▶ GIVEN PROBLEM
Rewrite every line of the material below as a numbered list, skipping any blank lines.

(Data items)

____

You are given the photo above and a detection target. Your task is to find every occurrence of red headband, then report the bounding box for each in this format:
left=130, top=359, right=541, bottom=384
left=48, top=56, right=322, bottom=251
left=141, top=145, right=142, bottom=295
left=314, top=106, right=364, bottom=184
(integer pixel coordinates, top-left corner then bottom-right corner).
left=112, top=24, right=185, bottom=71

____

▶ TASK SOLUTION
1. You are given the photo above and a detection target. Your task is to find every occurrence of red headband, then report the bounding box for each in this format:
2. left=130, top=359, right=541, bottom=384
3. left=48, top=56, right=322, bottom=251
4. left=141, top=145, right=142, bottom=295
5. left=314, top=106, right=364, bottom=184
6. (integer pixel coordinates, top-left corner then bottom-right corner).
7. left=112, top=24, right=185, bottom=71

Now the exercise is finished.